◆ Document segment:
Customer Acquisition Cost and B2B Businesses

Most often B2B startup and small business owners are given the advice to measure CAC and LTV, some even wonder what do these stand for. There are loads of TLA (Three Letter Acronyms) in the business world.

CAC stands for Customer Acquisition Cost – The cost of acquiring a customer

LTV stands for Life Time Value – The total revenue generated from a customer over their relationship with your company

In our interactions, We have observed that most B2B startup and small business owners don’t quite understand these financial metrics and most importantly the ones that are important. Their energies are channelized towards building a product, marketing them and selling them. At the same time they also desperately want to be cash flow positive and attract the attention of investors.

Most importantly your company needs to be gross margin positive, even though companies like Amazon, Flipkart, Uber are running on loss, they make money on each transaction and in the long term that’s what makes them cash flow positive, their focus is growth over profitability. However what matters most is the access to capital to fund that growth and stay afloat during the waiting period in the trenches.

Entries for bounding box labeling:
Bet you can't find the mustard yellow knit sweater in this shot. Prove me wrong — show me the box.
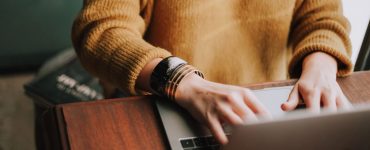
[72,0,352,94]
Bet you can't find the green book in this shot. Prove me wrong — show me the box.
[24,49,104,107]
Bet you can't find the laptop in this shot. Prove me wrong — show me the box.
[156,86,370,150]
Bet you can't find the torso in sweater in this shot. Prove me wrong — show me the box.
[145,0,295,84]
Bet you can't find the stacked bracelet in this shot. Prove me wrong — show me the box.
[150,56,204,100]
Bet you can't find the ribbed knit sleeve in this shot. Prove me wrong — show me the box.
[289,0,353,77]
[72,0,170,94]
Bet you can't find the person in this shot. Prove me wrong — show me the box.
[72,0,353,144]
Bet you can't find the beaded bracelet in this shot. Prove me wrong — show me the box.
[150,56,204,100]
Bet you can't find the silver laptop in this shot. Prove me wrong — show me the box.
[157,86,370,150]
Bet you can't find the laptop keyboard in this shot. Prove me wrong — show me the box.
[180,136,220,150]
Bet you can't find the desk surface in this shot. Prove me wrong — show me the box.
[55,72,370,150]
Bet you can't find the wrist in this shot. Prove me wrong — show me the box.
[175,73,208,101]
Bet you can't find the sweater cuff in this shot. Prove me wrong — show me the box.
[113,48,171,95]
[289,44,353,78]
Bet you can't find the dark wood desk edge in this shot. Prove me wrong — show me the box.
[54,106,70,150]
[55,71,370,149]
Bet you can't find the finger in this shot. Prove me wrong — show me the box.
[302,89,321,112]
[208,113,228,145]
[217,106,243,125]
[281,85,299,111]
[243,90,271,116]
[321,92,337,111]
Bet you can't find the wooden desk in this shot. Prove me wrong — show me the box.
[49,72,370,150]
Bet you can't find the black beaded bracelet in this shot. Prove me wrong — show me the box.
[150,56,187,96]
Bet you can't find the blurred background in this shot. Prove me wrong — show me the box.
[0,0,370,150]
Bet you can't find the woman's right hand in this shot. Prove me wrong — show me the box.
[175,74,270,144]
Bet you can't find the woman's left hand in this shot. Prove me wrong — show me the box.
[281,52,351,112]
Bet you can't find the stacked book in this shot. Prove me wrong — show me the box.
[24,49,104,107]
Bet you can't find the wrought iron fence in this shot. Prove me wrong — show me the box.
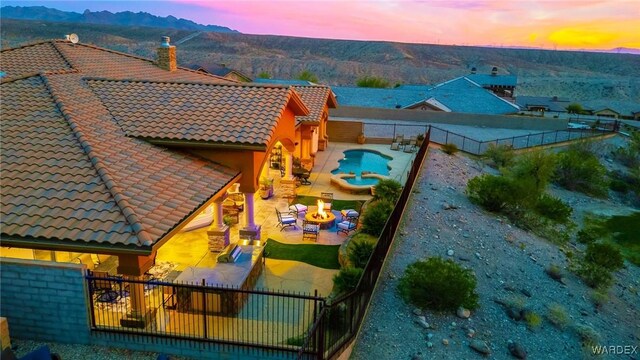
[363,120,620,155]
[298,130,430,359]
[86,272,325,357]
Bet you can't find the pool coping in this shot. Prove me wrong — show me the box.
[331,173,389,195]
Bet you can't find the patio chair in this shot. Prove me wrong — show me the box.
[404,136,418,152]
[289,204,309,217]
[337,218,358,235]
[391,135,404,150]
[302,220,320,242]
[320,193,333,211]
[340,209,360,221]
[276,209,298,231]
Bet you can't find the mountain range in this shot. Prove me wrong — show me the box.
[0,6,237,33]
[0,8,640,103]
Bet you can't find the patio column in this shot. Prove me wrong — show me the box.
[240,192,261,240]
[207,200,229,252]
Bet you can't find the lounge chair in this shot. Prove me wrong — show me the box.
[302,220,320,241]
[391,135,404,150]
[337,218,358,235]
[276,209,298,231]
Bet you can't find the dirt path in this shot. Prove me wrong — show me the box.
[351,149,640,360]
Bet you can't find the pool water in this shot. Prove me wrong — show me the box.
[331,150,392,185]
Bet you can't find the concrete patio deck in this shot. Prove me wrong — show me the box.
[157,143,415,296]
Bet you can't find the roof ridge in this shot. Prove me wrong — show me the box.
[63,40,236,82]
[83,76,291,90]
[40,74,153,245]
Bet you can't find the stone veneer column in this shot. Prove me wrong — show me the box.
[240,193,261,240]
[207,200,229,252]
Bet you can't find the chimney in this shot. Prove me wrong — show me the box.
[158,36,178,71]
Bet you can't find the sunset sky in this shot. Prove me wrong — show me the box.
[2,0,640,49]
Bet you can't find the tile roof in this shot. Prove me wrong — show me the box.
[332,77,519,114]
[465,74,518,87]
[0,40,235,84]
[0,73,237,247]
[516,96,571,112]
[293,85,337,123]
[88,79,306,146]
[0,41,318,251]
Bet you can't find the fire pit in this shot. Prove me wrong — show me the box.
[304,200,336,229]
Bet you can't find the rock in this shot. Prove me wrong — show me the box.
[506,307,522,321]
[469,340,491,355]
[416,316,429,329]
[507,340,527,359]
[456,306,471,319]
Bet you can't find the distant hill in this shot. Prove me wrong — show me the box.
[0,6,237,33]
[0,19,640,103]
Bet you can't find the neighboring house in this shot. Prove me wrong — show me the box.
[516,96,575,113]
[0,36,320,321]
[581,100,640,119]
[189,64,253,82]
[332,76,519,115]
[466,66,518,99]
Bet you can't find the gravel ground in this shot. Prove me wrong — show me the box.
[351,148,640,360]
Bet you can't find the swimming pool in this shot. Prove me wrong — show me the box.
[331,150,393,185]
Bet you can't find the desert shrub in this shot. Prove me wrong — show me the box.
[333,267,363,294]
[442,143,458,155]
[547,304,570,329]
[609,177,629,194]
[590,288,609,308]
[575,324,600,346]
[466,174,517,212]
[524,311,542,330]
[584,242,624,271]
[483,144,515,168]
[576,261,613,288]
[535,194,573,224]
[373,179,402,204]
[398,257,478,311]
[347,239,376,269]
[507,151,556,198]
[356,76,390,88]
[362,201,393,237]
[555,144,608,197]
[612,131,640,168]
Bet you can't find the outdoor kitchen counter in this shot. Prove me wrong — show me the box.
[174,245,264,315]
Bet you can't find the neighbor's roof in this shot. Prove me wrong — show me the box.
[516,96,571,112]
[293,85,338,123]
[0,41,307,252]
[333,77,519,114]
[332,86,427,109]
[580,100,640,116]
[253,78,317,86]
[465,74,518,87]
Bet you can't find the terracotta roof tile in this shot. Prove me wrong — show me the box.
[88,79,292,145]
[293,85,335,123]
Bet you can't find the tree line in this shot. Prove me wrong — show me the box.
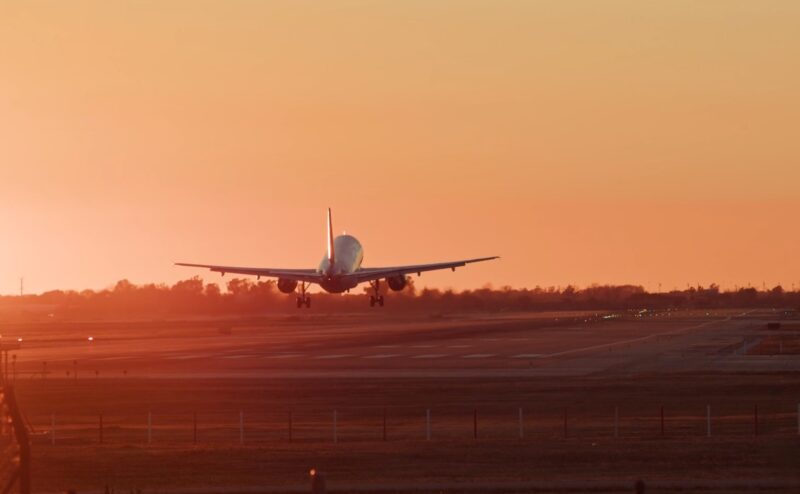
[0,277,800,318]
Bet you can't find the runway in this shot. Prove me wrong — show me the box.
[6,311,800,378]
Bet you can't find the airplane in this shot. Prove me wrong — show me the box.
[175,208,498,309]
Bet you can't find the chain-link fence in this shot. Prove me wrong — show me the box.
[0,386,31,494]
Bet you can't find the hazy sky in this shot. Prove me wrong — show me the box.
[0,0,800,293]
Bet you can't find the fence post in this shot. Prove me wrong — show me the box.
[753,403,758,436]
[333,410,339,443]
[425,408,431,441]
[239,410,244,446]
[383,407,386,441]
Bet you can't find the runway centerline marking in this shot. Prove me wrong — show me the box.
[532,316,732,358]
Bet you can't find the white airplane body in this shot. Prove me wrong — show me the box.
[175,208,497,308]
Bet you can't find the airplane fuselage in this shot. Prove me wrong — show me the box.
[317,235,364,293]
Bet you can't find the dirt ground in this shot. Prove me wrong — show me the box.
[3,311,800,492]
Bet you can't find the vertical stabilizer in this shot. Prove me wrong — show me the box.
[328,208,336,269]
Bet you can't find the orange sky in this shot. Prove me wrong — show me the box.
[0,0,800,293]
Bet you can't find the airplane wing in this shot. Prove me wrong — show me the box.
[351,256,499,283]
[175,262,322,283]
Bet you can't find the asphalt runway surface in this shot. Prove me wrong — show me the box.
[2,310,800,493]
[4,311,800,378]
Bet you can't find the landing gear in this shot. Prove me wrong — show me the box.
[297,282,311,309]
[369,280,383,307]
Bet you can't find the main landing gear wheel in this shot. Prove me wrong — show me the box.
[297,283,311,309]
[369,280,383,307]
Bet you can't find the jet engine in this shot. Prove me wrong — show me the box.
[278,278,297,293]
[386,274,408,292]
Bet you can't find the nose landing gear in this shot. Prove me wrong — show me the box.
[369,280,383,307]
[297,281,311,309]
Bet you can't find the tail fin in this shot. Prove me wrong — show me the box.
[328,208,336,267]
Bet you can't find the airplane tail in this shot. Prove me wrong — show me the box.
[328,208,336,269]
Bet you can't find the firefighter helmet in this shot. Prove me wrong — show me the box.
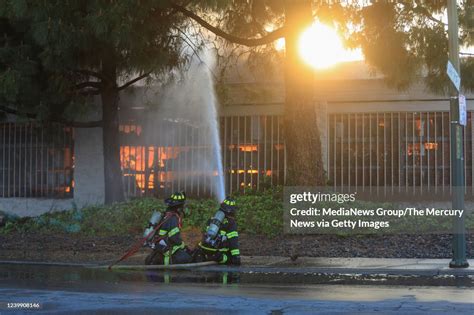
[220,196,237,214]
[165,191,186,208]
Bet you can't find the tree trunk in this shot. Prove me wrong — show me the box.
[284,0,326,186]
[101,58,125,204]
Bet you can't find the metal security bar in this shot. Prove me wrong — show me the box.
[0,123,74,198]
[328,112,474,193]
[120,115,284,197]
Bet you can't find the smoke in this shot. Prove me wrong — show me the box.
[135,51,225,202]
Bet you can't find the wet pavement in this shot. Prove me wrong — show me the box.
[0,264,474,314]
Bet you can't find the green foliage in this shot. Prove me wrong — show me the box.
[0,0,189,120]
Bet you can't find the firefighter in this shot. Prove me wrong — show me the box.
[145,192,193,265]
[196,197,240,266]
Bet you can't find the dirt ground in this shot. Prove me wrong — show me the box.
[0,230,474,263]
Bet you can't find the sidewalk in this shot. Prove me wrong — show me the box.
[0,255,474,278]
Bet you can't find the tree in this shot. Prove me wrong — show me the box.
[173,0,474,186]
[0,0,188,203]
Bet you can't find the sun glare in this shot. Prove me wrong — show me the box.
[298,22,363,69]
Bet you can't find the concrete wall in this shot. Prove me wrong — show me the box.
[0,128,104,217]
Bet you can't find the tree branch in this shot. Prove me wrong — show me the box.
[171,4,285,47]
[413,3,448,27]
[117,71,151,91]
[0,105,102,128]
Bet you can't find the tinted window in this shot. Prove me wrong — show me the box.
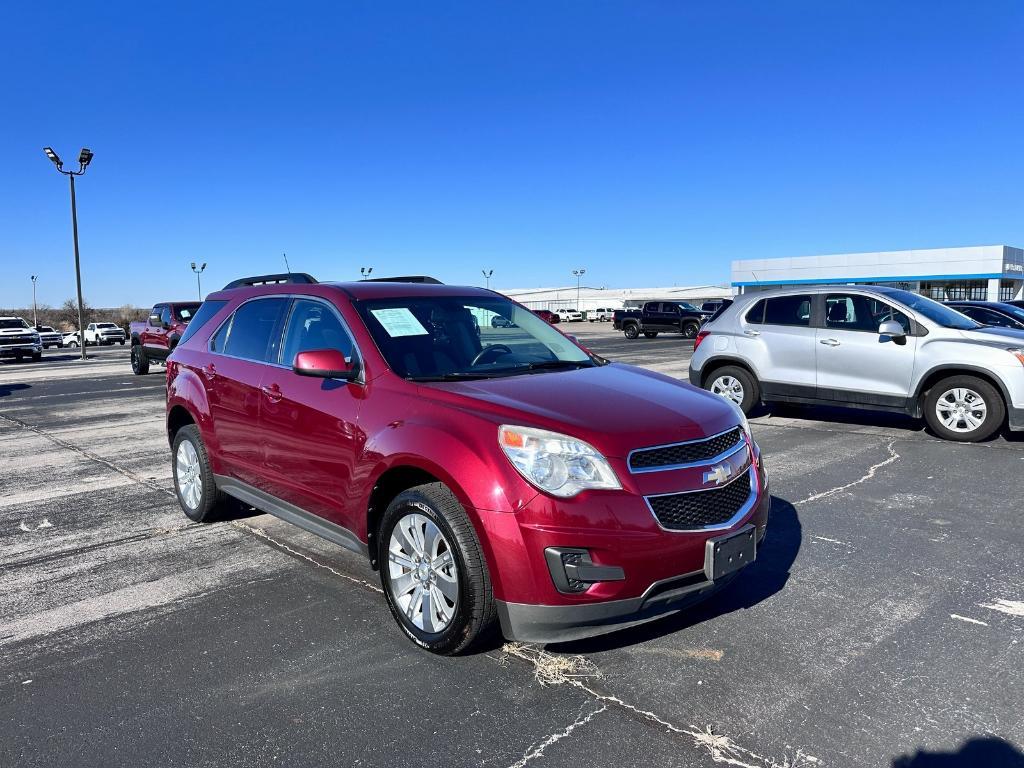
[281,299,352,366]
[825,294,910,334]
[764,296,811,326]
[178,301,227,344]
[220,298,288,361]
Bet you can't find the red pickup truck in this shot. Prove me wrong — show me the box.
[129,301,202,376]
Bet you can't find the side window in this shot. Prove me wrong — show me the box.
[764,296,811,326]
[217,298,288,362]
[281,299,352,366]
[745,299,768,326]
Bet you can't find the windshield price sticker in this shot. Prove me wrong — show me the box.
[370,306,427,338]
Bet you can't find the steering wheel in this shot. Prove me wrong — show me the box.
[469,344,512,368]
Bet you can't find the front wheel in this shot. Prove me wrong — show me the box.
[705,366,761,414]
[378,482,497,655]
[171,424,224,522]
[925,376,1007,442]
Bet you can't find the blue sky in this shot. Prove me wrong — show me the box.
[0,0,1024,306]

◆ The problem:
In the customer acquisition cost text, why do companies like Amazon, Flipkart and Uber show that being gross margin positive matters even while they run on a loss? Answer in one to three sentences. These records were taken from a separate source.

◆ Output of the exercise:
Although these companies run on a loss, they make money on each transaction. Over the long term, that is what makes them cash flow positive.